**TASK STATEMENT**
Reproduce the listing below character for character, starting at the line with "TARGET: dark brown insect" and continuing through its final line. Output only those lines.

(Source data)
########################################
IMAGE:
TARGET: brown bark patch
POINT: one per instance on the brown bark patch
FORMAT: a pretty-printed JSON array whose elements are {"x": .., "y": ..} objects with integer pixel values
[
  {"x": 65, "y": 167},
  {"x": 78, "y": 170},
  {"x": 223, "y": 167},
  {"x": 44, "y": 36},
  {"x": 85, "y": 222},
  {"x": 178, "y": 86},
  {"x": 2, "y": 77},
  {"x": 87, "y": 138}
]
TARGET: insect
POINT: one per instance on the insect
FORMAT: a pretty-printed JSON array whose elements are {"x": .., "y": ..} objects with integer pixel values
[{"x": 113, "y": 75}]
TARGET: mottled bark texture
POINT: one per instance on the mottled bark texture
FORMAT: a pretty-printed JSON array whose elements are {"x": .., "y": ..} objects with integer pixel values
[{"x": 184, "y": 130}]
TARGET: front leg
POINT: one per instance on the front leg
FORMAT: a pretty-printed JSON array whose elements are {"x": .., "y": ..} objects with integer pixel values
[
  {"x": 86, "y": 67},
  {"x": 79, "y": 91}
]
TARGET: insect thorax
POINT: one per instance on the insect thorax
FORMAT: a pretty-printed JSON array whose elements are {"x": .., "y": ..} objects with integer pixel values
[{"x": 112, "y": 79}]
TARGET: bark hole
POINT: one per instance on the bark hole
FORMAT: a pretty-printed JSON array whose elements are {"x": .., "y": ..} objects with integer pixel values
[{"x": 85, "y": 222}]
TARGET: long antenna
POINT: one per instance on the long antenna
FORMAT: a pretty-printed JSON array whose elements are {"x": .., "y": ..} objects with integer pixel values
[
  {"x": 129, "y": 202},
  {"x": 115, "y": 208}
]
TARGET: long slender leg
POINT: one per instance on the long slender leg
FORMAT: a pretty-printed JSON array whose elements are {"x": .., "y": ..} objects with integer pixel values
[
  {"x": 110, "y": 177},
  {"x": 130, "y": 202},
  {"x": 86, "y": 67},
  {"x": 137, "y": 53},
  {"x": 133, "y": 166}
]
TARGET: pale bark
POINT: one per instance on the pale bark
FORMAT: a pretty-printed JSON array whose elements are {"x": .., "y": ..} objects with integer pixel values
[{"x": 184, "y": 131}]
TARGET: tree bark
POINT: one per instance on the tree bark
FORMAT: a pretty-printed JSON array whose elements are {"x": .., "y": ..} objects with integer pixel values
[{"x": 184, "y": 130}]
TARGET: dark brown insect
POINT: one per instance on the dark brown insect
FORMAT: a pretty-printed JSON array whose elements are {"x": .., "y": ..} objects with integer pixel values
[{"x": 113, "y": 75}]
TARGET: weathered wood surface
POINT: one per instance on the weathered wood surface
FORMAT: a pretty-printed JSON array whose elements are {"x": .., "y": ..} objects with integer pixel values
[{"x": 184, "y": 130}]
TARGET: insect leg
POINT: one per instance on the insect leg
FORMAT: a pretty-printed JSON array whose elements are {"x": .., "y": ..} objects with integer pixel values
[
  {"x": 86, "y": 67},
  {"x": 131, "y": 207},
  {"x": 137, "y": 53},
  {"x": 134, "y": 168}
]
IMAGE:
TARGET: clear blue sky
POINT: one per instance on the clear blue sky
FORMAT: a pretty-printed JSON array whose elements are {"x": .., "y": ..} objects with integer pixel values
########################################
**FULL RESPONSE**
TARGET: dark brown insect
POINT: one per instance on the dark brown insect
FORMAT: a pretty-printed JSON array whose elements are {"x": .., "y": ..} objects with integer pixel values
[{"x": 113, "y": 75}]
TARGET: weathered wood surface
POINT: one per instance on the weathered wood surface
FORMAT: a pretty-printed JSON array whose elements are {"x": .., "y": ..} objects with integer pixel values
[{"x": 184, "y": 130}]
TARGET: insect leg
POINT: one per instance on the insect leg
FORMAT: a pretty-printed JSON array whose elements are {"x": .., "y": ..} objects with integer pixel values
[
  {"x": 86, "y": 67},
  {"x": 131, "y": 207},
  {"x": 137, "y": 53},
  {"x": 134, "y": 168}
]
IMAGE:
TARGET: clear blue sky
POINT: one per instance on the clear blue sky
FORMAT: a pretty-printed JSON array whose elements are {"x": .., "y": ..} objects with integer pixel values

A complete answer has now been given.